→ **Exercise details**:
Repeat precisely, and only, the lines between the line containing "Return one point per instance of the rearview" and the end of the listing below, both ends included.
* * * * * * *
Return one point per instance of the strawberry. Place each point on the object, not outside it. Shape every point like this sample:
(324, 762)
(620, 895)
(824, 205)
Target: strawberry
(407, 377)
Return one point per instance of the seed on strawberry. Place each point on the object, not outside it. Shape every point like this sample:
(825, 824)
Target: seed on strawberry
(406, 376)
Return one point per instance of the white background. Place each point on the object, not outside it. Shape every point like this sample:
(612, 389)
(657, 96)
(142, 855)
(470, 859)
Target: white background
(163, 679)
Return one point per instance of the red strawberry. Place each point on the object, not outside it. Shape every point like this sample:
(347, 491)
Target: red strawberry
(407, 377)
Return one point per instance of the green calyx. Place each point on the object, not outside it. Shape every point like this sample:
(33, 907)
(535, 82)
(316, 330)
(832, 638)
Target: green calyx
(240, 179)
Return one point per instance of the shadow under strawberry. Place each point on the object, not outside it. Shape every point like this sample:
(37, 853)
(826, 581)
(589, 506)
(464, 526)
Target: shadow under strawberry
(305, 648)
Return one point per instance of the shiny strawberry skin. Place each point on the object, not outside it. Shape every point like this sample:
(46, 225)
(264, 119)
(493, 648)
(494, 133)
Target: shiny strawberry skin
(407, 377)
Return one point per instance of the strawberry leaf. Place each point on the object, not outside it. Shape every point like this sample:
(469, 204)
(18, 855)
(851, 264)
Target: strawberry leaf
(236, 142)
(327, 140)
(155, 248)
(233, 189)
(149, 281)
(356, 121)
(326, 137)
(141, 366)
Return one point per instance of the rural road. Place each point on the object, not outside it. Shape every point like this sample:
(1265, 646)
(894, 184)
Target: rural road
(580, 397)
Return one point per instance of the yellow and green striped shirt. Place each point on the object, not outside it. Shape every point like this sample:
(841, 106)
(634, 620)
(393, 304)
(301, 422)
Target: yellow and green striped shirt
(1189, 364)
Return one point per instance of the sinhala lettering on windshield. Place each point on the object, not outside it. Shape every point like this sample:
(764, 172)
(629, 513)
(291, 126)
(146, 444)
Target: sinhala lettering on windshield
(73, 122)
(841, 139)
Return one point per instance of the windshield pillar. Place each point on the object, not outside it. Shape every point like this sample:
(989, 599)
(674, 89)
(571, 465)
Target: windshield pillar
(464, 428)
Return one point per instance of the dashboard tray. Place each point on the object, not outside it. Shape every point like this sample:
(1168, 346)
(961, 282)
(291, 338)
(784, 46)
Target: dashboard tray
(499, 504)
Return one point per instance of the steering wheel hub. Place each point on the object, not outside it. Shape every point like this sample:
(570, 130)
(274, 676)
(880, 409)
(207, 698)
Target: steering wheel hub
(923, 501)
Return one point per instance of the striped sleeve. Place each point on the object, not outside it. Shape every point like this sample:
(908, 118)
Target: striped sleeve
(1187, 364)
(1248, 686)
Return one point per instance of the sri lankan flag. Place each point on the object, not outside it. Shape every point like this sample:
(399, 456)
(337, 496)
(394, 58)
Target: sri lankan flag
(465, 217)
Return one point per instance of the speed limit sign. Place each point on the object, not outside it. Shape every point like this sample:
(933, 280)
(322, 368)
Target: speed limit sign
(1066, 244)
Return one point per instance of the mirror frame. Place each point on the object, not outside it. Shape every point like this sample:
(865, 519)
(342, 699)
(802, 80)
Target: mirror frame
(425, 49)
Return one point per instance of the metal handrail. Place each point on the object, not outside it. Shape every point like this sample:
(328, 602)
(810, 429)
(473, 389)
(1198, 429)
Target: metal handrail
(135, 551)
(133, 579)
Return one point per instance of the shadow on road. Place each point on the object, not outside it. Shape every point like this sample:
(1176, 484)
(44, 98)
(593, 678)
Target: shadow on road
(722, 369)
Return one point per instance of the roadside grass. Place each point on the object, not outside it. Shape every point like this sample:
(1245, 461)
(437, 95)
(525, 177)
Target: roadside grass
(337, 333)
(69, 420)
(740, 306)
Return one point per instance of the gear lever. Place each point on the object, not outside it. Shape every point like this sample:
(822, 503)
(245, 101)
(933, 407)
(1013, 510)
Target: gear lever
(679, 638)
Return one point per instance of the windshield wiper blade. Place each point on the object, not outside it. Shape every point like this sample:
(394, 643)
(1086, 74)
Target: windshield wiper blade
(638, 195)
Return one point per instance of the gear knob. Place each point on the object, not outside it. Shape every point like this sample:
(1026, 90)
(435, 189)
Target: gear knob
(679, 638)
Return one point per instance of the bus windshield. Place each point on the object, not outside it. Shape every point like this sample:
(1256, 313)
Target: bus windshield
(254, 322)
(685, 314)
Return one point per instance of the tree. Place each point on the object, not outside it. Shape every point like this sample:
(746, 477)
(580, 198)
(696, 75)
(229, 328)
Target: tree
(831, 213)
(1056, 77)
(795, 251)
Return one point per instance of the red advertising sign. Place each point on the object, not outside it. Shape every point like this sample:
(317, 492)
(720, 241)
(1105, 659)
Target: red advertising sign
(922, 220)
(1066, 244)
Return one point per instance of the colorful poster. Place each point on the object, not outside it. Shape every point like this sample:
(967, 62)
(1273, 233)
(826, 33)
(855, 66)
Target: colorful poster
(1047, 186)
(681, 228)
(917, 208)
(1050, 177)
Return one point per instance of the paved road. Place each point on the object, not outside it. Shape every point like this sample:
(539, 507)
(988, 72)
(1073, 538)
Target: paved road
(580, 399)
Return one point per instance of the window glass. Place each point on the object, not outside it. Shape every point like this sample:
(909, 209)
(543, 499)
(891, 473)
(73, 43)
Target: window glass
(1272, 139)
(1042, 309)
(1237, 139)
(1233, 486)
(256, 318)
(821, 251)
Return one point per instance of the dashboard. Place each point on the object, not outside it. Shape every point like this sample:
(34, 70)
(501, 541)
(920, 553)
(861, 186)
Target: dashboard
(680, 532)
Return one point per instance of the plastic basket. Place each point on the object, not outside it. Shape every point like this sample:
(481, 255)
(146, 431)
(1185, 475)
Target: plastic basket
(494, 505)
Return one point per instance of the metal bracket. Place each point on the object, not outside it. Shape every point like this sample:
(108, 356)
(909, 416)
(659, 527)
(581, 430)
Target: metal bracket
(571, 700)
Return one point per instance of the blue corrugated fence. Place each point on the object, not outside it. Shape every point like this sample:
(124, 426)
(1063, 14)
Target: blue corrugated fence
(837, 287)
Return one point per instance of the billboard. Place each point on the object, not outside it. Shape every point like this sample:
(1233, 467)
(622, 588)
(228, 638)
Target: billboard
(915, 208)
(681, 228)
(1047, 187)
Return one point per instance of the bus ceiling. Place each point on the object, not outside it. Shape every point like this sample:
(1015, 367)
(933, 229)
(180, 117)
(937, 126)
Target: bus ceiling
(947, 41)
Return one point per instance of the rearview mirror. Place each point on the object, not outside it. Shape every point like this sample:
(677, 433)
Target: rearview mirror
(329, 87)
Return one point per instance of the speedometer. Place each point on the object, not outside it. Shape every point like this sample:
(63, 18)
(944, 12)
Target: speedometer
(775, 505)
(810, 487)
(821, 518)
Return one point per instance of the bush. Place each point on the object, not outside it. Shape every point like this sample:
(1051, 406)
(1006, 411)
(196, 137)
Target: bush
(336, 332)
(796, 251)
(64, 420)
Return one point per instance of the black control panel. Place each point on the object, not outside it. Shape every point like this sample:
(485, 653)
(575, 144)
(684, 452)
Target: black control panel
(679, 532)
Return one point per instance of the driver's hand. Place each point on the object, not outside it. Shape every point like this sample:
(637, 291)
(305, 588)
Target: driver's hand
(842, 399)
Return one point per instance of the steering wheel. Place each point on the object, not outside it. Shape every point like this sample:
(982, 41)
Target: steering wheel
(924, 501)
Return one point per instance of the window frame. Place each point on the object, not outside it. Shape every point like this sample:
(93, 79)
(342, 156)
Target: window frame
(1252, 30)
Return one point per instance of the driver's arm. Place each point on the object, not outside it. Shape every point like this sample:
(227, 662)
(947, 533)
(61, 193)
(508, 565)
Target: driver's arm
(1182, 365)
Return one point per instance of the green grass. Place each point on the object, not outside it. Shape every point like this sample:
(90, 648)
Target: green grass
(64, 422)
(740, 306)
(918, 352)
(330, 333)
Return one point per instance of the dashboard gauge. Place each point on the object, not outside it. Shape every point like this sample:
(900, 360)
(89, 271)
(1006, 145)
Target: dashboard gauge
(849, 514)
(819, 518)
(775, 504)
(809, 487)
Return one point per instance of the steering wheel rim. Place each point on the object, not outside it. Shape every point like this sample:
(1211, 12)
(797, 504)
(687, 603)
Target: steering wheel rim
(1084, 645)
* * * * * * *
→ **Response**:
Return one point per instance of the rearview mirror. Place each point on the object, not outside it. Shape every point like this sample:
(677, 433)
Target: rearview mirror
(329, 87)
Return one point per instance of the speedometer. Place each point on the object, not outside it. Shape every point like this sample:
(63, 18)
(944, 12)
Target: speedometer
(775, 505)
(810, 487)
(821, 518)
Return one point per instance of the bush. Place each point on the object, not outside it. Shape every point like this sample:
(1051, 406)
(1006, 411)
(196, 137)
Target: bush
(336, 332)
(796, 251)
(64, 420)
Return one point per instance of the black control panel. Place each point on the object, not outside it. Shape every point like this sample:
(485, 653)
(575, 144)
(684, 452)
Target: black control panel
(679, 532)
Return one point per instance of the driver's hand. Place each point on the object, not outside it. Shape every point like this sample:
(637, 291)
(305, 588)
Target: driver's hand
(842, 399)
Return one point per instance of the steering wheel. Place each point on the object, not outside it. Shape every point like this sample:
(982, 41)
Target: steering wheel
(924, 501)
Return one point per instance of the window frame. Place each point on the object, not outside it. Shape every point like this sample:
(93, 79)
(342, 156)
Target: window frame
(1252, 30)
Return one point per instance of the driver's arm. Place each point on the object, not outside it. Shape every point like this sample:
(227, 662)
(947, 533)
(61, 193)
(508, 565)
Target: driver's arm
(1182, 365)
Return one point per instance of the green grass. Place each point on the object, not outside it. Shape every point like this sample:
(90, 648)
Target: green grass
(64, 422)
(740, 306)
(918, 352)
(330, 333)
Return one point per instance of the dashboard gauge. Place each point on the object, not outside it. Shape every point like this sample:
(900, 360)
(89, 271)
(1006, 145)
Target: dashboard gauge
(849, 514)
(819, 518)
(775, 504)
(809, 487)
Return one point per instance of the steering wheel rim. Place each point on the object, not outside it. Shape every point like this sample:
(1211, 12)
(797, 504)
(687, 603)
Target: steering wheel rim
(1084, 645)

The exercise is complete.